> **Problem description**: Report only how many lines below include "Each".

Stored items
##############################

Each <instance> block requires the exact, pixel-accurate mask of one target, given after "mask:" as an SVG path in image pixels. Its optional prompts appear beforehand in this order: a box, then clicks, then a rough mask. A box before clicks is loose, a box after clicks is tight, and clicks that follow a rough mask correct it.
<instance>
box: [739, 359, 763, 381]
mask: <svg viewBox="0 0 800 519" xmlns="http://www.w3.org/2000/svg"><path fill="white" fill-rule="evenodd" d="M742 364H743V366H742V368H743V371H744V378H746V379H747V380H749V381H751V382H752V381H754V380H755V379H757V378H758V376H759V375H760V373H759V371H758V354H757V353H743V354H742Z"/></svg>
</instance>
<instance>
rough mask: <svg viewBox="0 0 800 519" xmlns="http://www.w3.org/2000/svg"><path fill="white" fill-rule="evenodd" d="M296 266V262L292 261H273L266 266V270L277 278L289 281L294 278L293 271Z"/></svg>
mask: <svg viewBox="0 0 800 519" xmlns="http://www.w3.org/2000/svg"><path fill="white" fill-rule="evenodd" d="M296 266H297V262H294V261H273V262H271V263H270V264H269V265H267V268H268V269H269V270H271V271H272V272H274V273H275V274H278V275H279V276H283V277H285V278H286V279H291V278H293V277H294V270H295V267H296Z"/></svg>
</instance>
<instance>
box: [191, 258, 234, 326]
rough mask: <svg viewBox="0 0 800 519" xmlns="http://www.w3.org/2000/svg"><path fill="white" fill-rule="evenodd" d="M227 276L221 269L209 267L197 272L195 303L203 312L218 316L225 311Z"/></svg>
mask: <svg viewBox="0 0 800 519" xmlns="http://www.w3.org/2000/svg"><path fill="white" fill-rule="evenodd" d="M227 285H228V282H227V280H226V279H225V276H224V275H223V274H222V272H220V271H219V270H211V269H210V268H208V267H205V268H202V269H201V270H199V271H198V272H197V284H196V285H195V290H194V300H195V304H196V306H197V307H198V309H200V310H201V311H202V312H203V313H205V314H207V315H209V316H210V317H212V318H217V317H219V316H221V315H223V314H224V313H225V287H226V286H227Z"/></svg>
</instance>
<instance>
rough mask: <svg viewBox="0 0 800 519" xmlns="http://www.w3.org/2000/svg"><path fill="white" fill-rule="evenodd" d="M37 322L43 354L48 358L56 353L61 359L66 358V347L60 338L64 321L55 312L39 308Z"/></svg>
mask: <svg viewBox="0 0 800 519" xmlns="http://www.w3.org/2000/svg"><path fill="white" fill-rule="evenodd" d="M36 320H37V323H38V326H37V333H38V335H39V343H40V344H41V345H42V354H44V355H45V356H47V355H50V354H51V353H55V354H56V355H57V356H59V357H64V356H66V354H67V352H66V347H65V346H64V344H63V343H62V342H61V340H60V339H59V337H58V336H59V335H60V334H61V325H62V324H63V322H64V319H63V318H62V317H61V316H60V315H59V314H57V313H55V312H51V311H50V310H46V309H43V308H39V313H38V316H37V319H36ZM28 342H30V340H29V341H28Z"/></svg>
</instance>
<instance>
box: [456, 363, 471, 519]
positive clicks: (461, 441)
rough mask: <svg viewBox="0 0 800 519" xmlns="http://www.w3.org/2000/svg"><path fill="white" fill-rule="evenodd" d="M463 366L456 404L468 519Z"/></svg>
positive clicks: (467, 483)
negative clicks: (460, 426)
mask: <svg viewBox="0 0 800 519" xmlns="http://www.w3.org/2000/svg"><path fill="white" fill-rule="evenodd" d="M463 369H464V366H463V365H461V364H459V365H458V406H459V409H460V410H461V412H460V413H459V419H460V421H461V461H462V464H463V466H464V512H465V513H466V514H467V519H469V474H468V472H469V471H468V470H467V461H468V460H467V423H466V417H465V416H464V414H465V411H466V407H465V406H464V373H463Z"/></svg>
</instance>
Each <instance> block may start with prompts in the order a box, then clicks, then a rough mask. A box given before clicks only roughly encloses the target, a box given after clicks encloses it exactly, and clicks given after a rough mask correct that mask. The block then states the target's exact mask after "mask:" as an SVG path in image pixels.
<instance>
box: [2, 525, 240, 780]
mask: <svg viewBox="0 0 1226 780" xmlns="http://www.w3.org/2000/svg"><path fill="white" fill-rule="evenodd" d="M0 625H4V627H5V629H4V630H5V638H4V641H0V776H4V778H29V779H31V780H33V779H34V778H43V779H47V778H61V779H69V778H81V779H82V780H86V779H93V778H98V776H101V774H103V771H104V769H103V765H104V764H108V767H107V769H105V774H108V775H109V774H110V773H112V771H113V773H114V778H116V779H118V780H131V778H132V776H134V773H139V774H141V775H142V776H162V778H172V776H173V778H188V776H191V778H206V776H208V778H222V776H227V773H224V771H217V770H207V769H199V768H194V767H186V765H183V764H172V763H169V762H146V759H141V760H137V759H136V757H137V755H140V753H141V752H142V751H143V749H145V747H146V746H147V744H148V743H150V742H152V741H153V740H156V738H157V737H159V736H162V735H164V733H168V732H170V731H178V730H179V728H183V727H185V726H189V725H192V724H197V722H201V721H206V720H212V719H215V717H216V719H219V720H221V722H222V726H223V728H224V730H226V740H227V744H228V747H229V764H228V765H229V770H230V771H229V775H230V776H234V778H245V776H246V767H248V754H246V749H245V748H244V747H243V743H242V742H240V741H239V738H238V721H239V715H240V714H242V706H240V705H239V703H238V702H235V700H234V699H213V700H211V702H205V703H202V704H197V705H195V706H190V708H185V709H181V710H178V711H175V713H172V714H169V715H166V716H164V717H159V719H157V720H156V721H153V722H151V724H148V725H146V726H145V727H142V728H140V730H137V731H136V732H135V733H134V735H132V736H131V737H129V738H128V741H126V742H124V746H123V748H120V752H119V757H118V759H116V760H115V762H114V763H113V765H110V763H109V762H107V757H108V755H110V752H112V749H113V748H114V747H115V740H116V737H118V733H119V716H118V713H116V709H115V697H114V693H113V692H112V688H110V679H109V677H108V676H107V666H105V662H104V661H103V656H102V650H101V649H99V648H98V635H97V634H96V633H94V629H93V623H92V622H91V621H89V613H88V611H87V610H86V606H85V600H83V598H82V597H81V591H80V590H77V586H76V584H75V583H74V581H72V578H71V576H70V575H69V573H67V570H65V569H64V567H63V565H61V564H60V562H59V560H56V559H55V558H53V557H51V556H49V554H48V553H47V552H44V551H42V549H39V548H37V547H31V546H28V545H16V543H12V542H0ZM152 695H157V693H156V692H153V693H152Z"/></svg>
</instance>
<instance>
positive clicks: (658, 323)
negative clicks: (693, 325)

##############################

> **Task output**: 2